Green Card Benefits for the Spouse


1. Live in the United States


This means your spouse will be able to live legally in the United States.


2. Work in the United States


Your spouse will be able to work legally in the United States.


3. Education


With a Green Card, your spouse can attend schools in the US without the need to apply for a Student Visa.


4. Social Security Number


Your spouse will be able to receive a Social Security Number.


5. Driver’s License


Your spouse will be eligible to apply for a US Driver’s License.


6. Eligibility to Apply for US Citizenship


One of the major benefits of a Green Card is that a Green Card opens the door to applying for US Citizenship. Generally, the foreign spouse may apply for US Citizenship 3 years after receiving a Green Card.


Green Cards for Spouse Requirements


When applying for a Green Card as the Spouse of a US Citizen, there are 2 main requirements:


1. You must be legally married.


A legal marriage is one that is officially recognized by the government of the state or country where you got married. A government issued “marriage certificate” showing that the marriage is official proves your marriage is legal. Keep in mind, you do not need to get married in the United States. Getting married in another country also works.


2. Your marriage must be “bona-fide”.


What is a bona-fide marriage? A bona-fide marriage is a marriage where the spouses got married for the purpose of forming a family and living like a family. In more simple terms, you cannot get a Green Card, if you only got married to get a Green Card.


Green Card for Spouse Application Process


There are two different ways to apply for a foreign spouse’s Green Card. Option #1 is used when the foreign spouse already lives in the US. Option #2 is used when the foreign spouse lives outside the US.


Option #1 – Foreign Spouse Lives in USA


When the foreign spouse already lives in the USA, the Green Card application process is done entirely inside the USA. The legal name for this process is “Adjustment of Status.”


The Green Card process for a foreign spouse that currently lives in the United States is as follows:


Step 1: Document Checklist


The first thing our Immigration Lawyer will do is provide you with a detailed checklist of the documents needed to prepare your spouse’s Green Card application. This checklist is the most important part of the application because it lays out exactly what will be needed to apply for the Green Card.


Step 2: Prepare Green Card Application


Once you and your spouse have provided our office with the required documents, the Immigration Lawyer will prepare and submit the Green Card application to the US Government (USCIS).


Step 3: Work and Travel Permit


Once your spouse’s Green Card application has been submitted, your spouse may be eligible to receive a work and travel permit. With this permit, your spouse can receive a Social Security Number and work legally in the US while the Green Card application is pending. After the work and travel permit is issued, then we wait for USCIS to schedule an interview appointment for both spouses.


Step 4: Green Card Interview for Spouse


The last step of the process is the Green Card interview. The purpose of this interview is for a US Government Officer to review your Green Card application and to confirm that you really are married with the intention of living as a family. This interview is done inside the USA at a US Government (USCIS) office. Prior to your appointment, the Immigration Attorney will prepare you and your spouse for the Green Card interview.


Option 2 – Foreign Spouse Lives in USA


When the foreign spouse lives outside the USA, the Green Card process includes 2 separate applications. Application #1 is filed inside the USA. Application #2 is filed outside the USA, at the US Embassy in the country where the foreign spouse lives. The legal name for this process is Consular Processing.

## EXTRACTED DATA
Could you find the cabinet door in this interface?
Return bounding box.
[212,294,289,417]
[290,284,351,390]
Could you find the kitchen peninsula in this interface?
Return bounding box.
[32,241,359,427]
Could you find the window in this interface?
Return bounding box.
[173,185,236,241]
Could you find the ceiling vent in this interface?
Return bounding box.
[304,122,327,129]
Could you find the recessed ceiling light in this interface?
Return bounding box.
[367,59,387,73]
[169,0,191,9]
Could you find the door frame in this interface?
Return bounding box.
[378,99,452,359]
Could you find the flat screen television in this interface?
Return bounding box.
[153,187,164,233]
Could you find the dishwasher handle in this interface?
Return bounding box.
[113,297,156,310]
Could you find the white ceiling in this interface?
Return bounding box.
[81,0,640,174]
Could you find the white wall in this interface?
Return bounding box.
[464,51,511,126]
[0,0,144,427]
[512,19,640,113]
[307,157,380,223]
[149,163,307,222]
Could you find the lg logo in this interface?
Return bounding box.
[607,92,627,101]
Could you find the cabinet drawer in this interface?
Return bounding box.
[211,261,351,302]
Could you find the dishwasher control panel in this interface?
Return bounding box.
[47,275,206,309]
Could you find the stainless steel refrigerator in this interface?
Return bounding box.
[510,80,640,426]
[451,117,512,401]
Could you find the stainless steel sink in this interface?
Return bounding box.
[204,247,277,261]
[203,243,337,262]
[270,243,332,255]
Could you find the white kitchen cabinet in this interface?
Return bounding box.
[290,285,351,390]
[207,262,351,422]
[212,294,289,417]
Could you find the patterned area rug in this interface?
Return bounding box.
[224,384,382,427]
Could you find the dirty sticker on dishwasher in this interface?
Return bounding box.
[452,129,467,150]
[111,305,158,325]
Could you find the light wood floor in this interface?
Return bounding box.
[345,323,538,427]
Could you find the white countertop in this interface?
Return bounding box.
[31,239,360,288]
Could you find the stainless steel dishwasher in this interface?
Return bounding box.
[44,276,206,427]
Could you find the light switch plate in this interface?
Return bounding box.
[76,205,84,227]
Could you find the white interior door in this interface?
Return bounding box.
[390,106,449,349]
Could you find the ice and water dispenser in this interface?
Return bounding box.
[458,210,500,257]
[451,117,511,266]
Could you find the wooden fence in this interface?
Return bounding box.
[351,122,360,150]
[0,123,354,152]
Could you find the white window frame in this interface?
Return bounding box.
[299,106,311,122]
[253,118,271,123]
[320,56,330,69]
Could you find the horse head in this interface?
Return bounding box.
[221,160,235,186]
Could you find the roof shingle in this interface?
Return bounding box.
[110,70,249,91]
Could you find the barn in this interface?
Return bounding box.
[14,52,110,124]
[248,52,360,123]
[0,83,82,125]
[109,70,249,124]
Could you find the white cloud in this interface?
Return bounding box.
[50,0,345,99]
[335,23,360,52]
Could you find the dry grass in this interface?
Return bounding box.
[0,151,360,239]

---

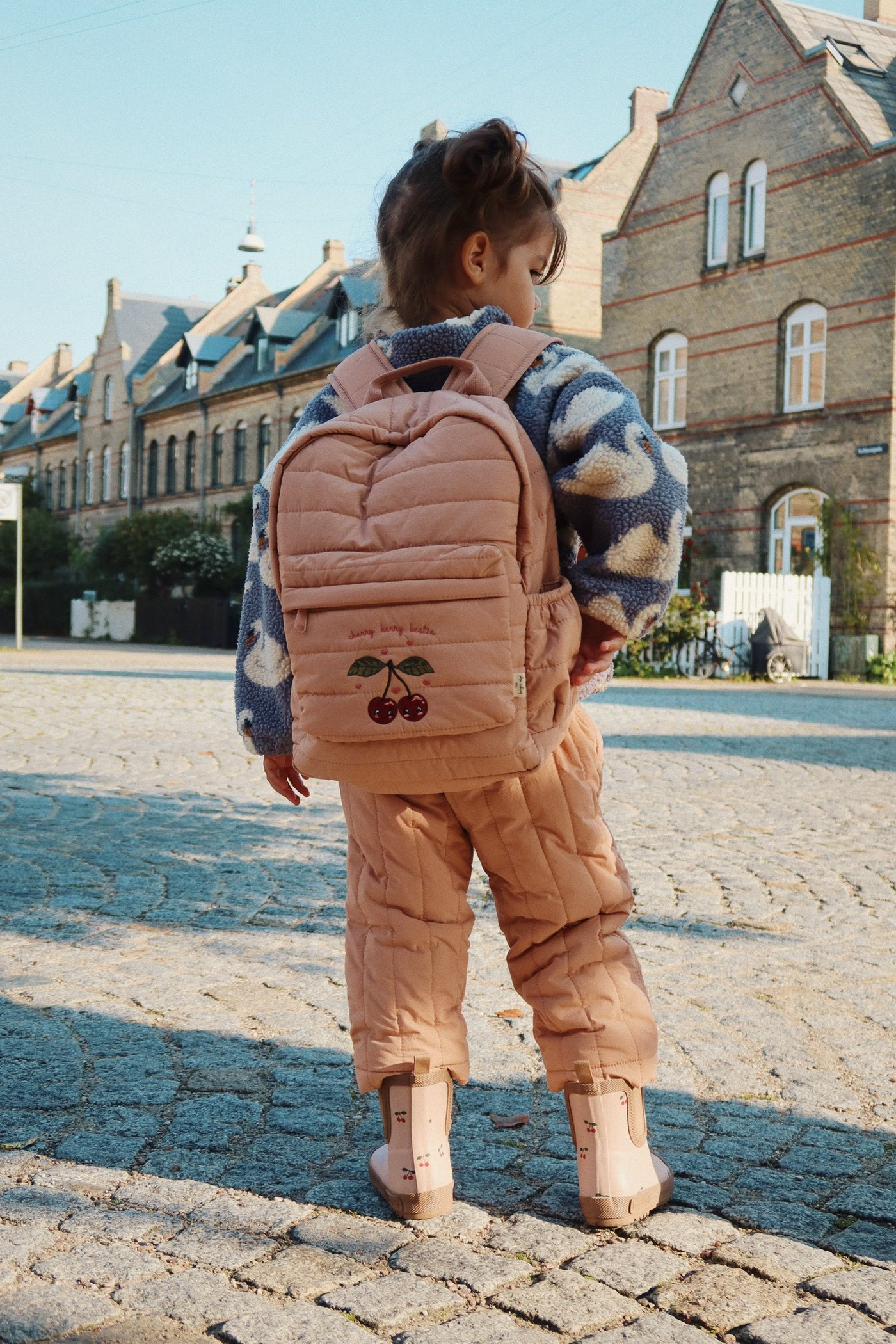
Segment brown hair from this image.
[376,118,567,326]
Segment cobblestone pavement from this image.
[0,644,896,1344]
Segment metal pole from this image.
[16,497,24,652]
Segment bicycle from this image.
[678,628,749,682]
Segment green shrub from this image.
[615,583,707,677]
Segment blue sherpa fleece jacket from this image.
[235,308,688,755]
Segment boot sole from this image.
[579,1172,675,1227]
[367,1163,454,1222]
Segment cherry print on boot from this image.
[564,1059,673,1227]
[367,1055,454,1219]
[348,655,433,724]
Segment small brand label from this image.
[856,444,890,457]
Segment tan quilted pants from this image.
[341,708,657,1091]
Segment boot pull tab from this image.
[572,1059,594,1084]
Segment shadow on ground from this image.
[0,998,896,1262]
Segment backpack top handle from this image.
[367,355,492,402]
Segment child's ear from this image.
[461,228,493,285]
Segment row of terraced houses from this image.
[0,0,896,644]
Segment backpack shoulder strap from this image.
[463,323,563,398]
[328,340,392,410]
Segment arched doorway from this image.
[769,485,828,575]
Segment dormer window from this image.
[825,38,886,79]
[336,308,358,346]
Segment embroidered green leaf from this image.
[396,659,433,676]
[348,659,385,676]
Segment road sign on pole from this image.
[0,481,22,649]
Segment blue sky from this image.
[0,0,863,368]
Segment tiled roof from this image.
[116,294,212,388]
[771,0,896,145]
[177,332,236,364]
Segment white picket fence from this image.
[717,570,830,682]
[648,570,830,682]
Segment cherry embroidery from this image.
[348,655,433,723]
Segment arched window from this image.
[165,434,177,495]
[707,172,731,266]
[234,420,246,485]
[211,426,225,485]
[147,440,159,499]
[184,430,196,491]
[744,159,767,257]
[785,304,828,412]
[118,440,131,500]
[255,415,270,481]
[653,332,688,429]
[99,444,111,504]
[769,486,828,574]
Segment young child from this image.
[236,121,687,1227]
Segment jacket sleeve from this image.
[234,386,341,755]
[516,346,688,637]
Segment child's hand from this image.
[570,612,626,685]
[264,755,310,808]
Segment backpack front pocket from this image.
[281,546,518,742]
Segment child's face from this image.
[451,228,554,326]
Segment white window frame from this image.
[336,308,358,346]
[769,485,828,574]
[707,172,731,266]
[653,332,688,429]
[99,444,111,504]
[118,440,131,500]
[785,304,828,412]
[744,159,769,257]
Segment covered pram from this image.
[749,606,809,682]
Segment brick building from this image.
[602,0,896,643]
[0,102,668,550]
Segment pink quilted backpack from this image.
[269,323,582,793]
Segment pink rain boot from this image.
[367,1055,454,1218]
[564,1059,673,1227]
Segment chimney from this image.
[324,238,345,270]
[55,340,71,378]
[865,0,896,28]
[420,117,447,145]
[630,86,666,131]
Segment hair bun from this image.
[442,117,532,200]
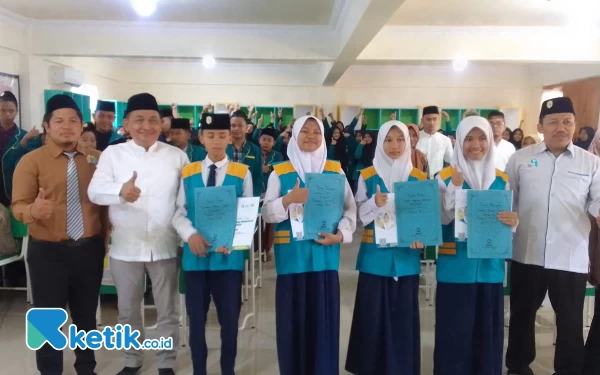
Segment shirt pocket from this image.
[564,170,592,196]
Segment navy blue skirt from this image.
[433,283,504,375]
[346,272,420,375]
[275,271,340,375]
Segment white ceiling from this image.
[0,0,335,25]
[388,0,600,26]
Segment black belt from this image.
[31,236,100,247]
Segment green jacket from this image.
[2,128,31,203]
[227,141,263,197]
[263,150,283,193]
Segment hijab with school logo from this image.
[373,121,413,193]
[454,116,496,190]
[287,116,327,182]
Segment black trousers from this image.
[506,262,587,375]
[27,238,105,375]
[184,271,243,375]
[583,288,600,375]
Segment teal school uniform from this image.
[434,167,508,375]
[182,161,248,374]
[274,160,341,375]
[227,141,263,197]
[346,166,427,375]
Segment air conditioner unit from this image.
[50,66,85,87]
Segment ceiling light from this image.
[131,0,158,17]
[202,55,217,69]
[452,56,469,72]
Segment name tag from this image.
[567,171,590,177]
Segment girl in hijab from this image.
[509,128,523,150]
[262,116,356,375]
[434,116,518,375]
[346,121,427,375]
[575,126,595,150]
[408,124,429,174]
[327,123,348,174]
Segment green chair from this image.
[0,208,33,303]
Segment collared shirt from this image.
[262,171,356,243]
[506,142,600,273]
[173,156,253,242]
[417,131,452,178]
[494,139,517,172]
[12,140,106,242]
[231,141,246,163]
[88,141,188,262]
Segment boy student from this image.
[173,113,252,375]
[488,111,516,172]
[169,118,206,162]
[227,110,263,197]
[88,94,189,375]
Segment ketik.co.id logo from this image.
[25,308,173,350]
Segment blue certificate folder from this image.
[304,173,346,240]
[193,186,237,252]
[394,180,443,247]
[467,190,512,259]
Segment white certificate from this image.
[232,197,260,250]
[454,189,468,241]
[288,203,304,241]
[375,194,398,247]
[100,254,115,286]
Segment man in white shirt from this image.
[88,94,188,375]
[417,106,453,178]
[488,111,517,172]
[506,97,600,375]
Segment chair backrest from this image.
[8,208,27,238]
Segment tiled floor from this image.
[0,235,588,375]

## TASK LIST
[a] According to the spouse Green Card text, how long after receiving a Green Card can the foreign spouse generally apply for US Citizenship?
[b] Write out everything in the spouse Green Card text from "2. Your marriage" down to "get a Green Card.".
The rows are separate material from the spouse Green Card text.

## TASK SOLUTIONS
[a] Generally 3 years after receiving the Green Card.

[b]
2. Your marriage must be “bona-fide”.


What is a bona-fide marriage? A bona-fide marriage is a marriage where the spouses got married for the purpose of forming a family and living like a family. In more simple terms, you cannot get a Green Card, if you only got married to get a Green Card.